● **Do this**: Format all of the items below as a single numbered list, omitting any blank lines.

◆ ◆ ◆ ◆ ◆

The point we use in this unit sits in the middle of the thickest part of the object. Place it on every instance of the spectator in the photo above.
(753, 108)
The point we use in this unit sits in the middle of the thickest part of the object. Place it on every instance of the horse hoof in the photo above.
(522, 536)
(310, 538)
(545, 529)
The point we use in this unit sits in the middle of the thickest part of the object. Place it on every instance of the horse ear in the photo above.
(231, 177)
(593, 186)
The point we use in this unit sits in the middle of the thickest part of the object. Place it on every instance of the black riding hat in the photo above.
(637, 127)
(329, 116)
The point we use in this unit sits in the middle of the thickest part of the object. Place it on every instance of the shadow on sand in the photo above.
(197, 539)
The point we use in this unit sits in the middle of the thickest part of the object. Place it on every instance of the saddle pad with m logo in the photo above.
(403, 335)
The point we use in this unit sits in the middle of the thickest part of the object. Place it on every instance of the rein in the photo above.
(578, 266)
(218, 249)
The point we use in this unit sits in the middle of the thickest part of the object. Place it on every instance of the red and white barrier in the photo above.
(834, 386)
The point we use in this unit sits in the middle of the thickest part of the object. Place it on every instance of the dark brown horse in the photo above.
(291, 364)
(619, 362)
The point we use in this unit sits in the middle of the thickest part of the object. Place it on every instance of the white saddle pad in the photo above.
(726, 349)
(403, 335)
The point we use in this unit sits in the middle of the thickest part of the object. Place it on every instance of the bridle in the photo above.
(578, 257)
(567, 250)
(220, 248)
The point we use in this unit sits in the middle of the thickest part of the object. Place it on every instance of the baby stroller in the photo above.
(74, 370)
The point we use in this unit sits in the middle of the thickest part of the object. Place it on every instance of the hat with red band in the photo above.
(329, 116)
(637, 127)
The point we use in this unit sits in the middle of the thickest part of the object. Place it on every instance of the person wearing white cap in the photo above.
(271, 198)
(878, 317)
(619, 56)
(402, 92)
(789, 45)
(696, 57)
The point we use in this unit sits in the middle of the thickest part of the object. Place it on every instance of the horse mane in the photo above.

◆ ◆ ◆ ◆ ◆

● **Response to the task**:
1. The point we use in this unit sits in the middle of the thickest part of the object. Place it on every instance of the spectator in the photo above.
2. (753, 108)
3. The point we use in this unit sits in the middle of the thickest part of the object. Place it on every instance of the horse hoof in the photo above.
4. (522, 536)
5. (310, 538)
6. (545, 529)
7. The point we use in this unit sits in the middle of the thickest part of the object. Place it on every instance of the horse ear in the photo above.
8. (231, 177)
9. (593, 186)
10. The point we use in this unit sits in the middle of the thickest part of the object. Place it on every instance of the black riding hat in the photo above.
11. (637, 127)
12. (329, 116)
13. The point we use in this unit sits in the middle of the thickest part of the object. Place it on every instance of the shadow on sand in the photo above.
14. (197, 539)
15. The point we use in this unit sits in the middle of the thickest part of the object. Place it on every instance of the saddle pad with m logo in the photo above.
16. (403, 335)
17. The point we use in this unit sits in the middle of the thickest part of the object. Place it on every instance of the rein in the photo above.
18. (578, 266)
19. (218, 249)
20. The point we use in this unit sits in the middle of the thickest part of the object. Place it on every instance of the red and white barrier in the photo above.
21. (834, 386)
22. The point we use in this unit sits in the middle of the thickest part of the object. Place it on every instance of the dark brown horse in the photo above.
23. (291, 364)
24. (619, 362)
25. The point we use in this unit sits in the middle of the thickest part of the object. Place it on every instance of the white saddle pad in the photo above.
26. (726, 349)
27. (403, 335)
28. The point we use in this unit sits in the middle of the thickest part of the object. Place it on every instance of the bridle in the photo above.
29. (578, 257)
30. (567, 250)
31. (220, 248)
32. The point we use in this unit sits in the middle of the thickest part of the object. Place it on every instance of the baby stroller in the photo above.
33. (74, 370)
34. The point we use in this unit sits in the middle of the thickest part of the object. Place it on every instance of the hat with red band in the photo above.
35. (329, 116)
36. (637, 127)
37. The point we use in this unit sits in the middle of the thickest part of the object. Place it on every instance of the person wearing white cap in the photo above.
38. (271, 198)
39. (878, 317)
40. (619, 56)
41. (402, 92)
42. (789, 45)
43. (696, 57)
44. The point we use in this unit sits in the middle of the thickest part of the object. Place it on every instance of the horse mane in the photo above.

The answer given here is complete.